Stored data entries

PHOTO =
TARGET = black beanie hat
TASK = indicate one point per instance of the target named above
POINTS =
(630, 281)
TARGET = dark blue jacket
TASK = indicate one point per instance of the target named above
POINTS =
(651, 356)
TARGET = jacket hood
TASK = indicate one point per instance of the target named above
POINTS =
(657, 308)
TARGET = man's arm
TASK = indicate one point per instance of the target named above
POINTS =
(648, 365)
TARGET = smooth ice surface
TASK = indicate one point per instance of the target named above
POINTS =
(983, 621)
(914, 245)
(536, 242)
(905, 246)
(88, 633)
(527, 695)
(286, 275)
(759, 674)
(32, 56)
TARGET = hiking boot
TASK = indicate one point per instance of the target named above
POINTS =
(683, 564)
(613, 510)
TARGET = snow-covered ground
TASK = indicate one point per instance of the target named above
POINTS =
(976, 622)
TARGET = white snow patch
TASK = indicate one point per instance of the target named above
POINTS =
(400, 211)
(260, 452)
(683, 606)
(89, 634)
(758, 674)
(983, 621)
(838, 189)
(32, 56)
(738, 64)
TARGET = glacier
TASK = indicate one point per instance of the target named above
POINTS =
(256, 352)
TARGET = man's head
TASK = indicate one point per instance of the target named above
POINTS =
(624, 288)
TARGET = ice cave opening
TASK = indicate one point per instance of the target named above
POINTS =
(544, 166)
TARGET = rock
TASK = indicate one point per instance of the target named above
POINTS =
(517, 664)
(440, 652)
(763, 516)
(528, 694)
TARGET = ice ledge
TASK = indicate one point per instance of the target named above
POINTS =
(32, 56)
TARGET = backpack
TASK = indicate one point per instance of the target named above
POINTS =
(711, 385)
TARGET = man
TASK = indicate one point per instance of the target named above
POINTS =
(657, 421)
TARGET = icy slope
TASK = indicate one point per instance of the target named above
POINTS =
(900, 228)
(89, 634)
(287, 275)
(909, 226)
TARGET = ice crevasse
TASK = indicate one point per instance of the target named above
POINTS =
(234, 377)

Exercise prompt ▸
The data above should be reproduced in full and exactly.

Answer to the exercise ▸
PHOTO =
TARGET = black beanie hat
TASK = indicate one point per instance of the target named above
POINTS =
(630, 281)
TARGET = dark blue jacket
TASK = indicate one point per instance of the target named above
POINTS =
(651, 356)
TARGET = jacket hood
TASK = indicate one point per instance of the target named above
POINTS =
(657, 308)
TARGET = man's arm
TASK = indicate one point per instance of the target named above
POINTS =
(648, 365)
TARGET = smooth ice surface
TASK = indicate one point per instance of the target named above
POINTS =
(983, 621)
(914, 245)
(536, 242)
(905, 246)
(88, 633)
(527, 695)
(286, 275)
(759, 674)
(32, 56)
TARGET = hiking boot
TASK = indicate one point per instance of the target named above
POINTS =
(683, 564)
(613, 510)
TARGET = snow-covered ground
TASK = indicate one point per instance of the target named above
POINTS =
(976, 622)
TARGET = white snow patch
TASK = indicate one point per instance of the target named above
POINTS =
(400, 211)
(260, 452)
(683, 606)
(89, 634)
(758, 674)
(983, 621)
(838, 189)
(32, 56)
(738, 64)
TARGET = glacier
TASK = indicate one point per instance of the target named above
POINTS =
(256, 352)
TARGET = man's head
TASK = indicate one point per instance of the target named above
POINTS =
(624, 288)
TARGET = ice cave opening
TASK = indicate one point per instance of the target named above
POINTS =
(544, 166)
TARGET = rock
TASK = indicate one point per instance of the target named above
POINTS =
(517, 664)
(440, 652)
(763, 516)
(528, 694)
TARGET = ice ledge
TASK = indicate one point per instance of the target named above
POINTS =
(32, 56)
TARGET = backpack
TASK = indicate one point per instance of the target named above
POINTS =
(711, 385)
TARGET = man
TASK = indicate one point per instance of the target named above
POINTS =
(657, 421)
TARGET = icy slope
TASK = indicate one point per instance of the target named above
POINTS =
(900, 228)
(89, 634)
(287, 275)
(909, 226)
TARGET = ice crevasse
TASK = indicate one point per instance of the target named above
POINTS =
(234, 377)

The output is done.